### Auszug
Kridin K.
et al.
Assessment of Treatment Approaches and Outcomes in Stevens-Johnson Syndrome and Toxic Epidermal Necrolysis: Insights From a Pan-European Multicenter Study.
JAMA Dermatol 2021;
DOI:
10.1001/jamadermatol.2021.3154
Die paneuropäische retrospektive Multizenterstudie von Khalaf Kridin vom Institut für Experimentelle Dermatologie der Universität Lübeck und Kollegen umfasste 212 dokumentierte Erwachsene mit SJS oder TEN, die zwischen dem 1. Januar 2015 und dem 31. Dezember 2019 in 13 Zentren der ToxiTEN-Subgruppe zu SJS/TEN der europäischen Haut-Referenzzentren (ERN-skin) betreut wurden. Es lagen Daten aus einer Beobachtungszeit von 6 Wochen vor.
Der Schwerpunkt der Analyse war die Identifikation von Risikofaktoren für schwere akute Komplikationen (akutes Nierenversagen, Sepsis und Notwendigkeit der mechanischen Beatmung) und die Untersuchung der Mortalität 6 Wochen nach stationärer Aufnahme. Als ein Instrument zur Beurteilung des Schweregrads von SJS/TEN wurde der „Score of Toxic Epidermal Necrolysis“ (SCORTEN) verwendet, der die Werte von 0–7 annehmen kann, mit 7 als dem höchsten Schweregrad.
Patienten und Auslöser
Fast zwei Drittel der 212 Patienten (134 von 211; 63,7 %) waren weiblich, das mittlere Alter lag bei 51,0 (± 19,3) Jahren. Im Mittel waren 27 % (± 23,8 %) der Körperoberfläche von der epidermalen Ablösung betroffen.
Bei 176 Betroffenen (83,0 %) konnte der wahrscheinliche Auslöser identifiziert werden. Bei mehr als jedem Fünften (21,2 %) handelte es sich dabei um ein Antibiotikum, bei 18,9 % um ein Antikonvulsivum, bei 11,8 % um nichtsteroidale antientzündliche Wirkstoffe, bei 11,3 % um Allopurinol und bei 10,4 % um Sulfonamide inklusive Sulfonamid-Antibiotika. Unter den Antibiotika wurden am häufigsten Betalaktame (44 %) und Fluorochinolone (35,6 %) angeschuldigt, SJS/TEN ausgelöst zu haben.
Therapie
Die Behandlung der Patienten erfolgte häufig in dermatologischen Abteilungen, 48,3 % der Patienten wurden auf Intensivstationen und 19,3 % in Verbrennungseinheiten versorgt. Die mittlere stationäre Aufenthaltsdauer lag bei 25,0 Tagen.

### Gespeicherte Daten
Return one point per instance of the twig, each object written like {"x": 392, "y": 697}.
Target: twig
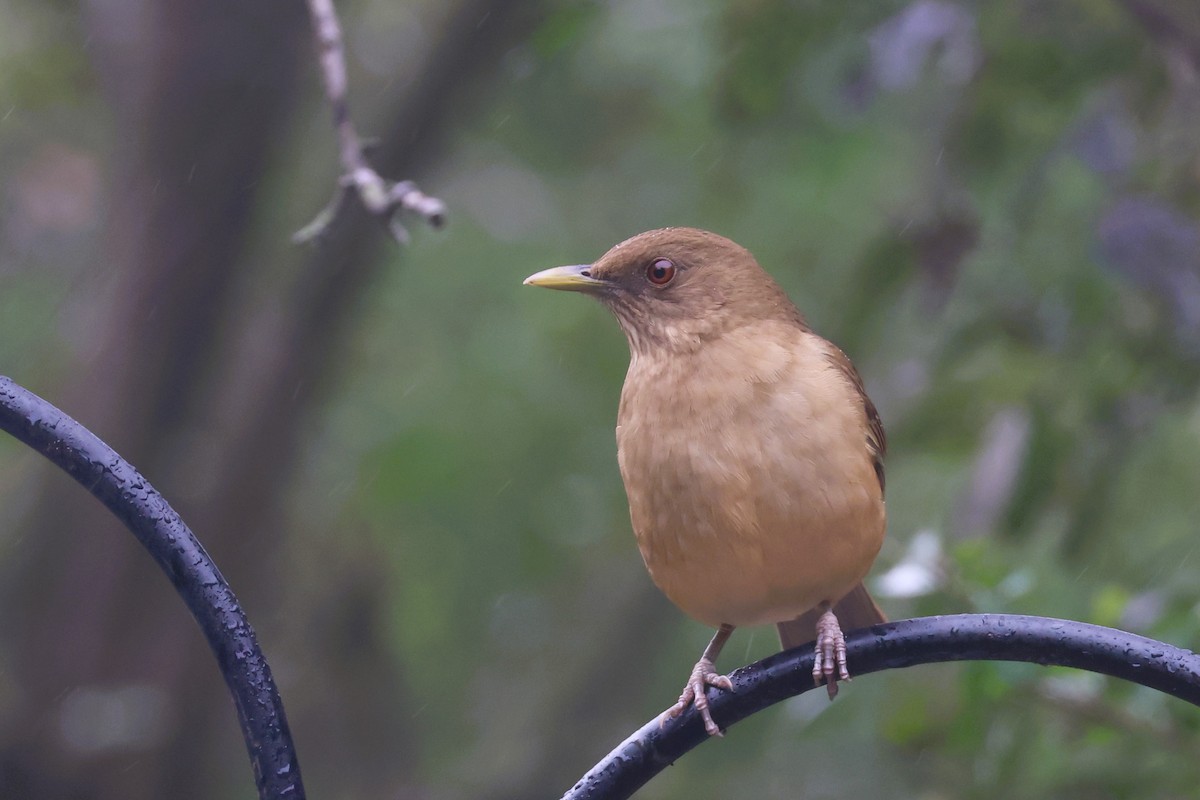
{"x": 177, "y": 551}
{"x": 382, "y": 198}
{"x": 930, "y": 639}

### Worum es geht
Zitieren Sie aus dem Auszug wörtlich die Stelle, die mit den Worten „Assessment of Treatment“ anfängt und mit „6 Wochen vor.“ aufhört.

### Gelöste Aufgabe
Assessment of Treatment Approaches and Outcomes in Stevens-Johnson Syndrome and Toxic Epidermal Necrolysis: Insights From a Pan-European Multicenter Study.
JAMA Dermatol 2021;
DOI:
10.1001/jamadermatol.2021.3154
Die paneuropäische retrospektive Multizenterstudie von Khalaf Kridin vom Institut für Experimentelle Dermatologie der Universität Lübeck und Kollegen umfasste 212 dokumentierte Erwachsene mit SJS oder TEN, die zwischen dem 1. Januar 2015 und dem 31. Dezember 2019 in 13 Zentren der ToxiTEN-Subgruppe zu SJS/TEN der europäischen Haut-Referenzzentren (ERN-skin) betreut wurden. Es lagen Daten aus einer Beobachtungszeit von 6 Wochen vor.